Dataset items

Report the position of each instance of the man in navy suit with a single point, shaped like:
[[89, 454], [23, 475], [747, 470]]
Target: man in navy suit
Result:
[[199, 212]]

--

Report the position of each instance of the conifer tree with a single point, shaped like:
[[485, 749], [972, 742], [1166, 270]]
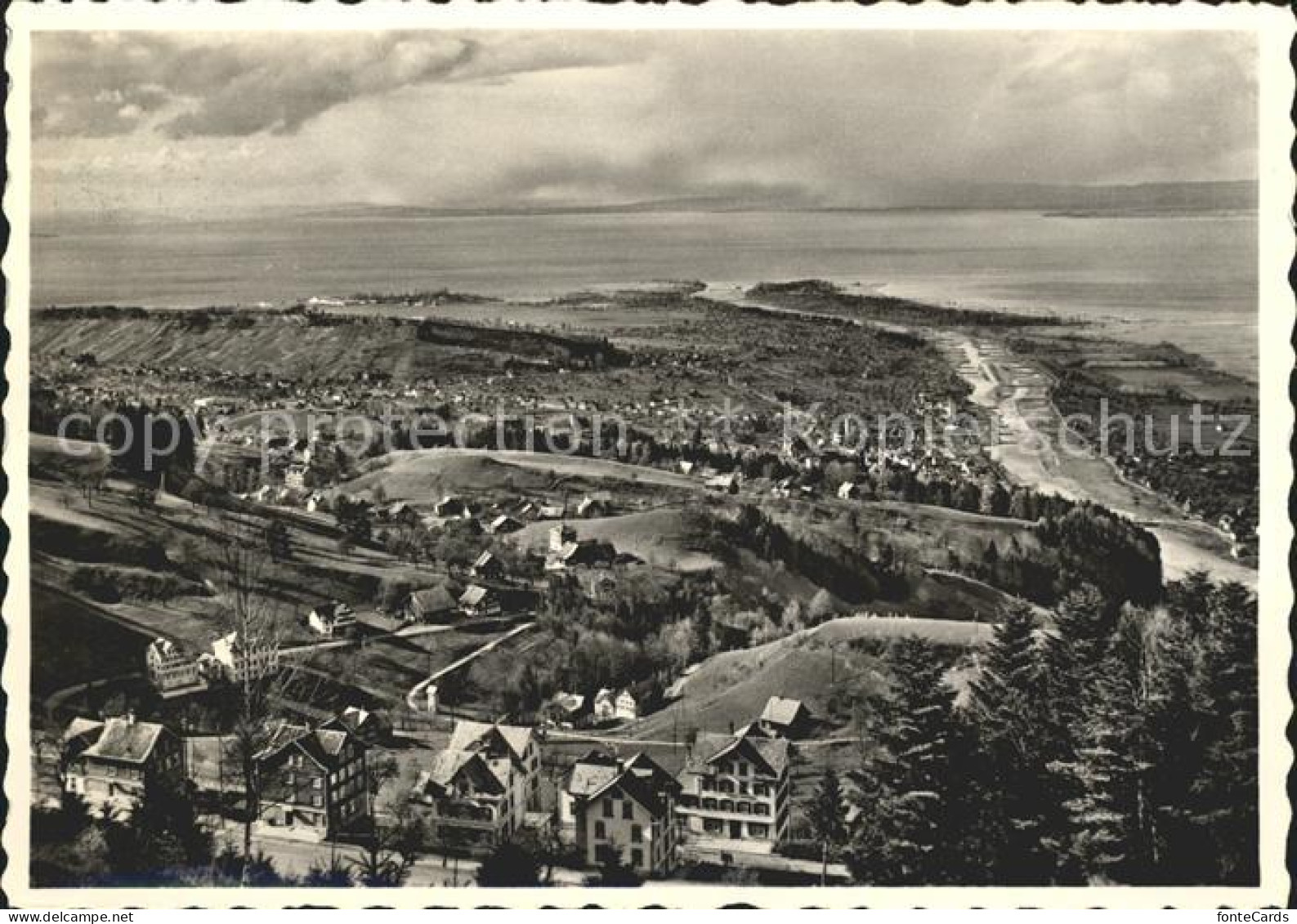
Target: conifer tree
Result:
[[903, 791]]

» Task item: Your answer should consist of every line from the entries that holds "point".

» Exercise solution:
Report the position of each instance of the man in navy suit with a single point, shaped like:
Report the position of each instance of the conifer tree with a single point, shaped like:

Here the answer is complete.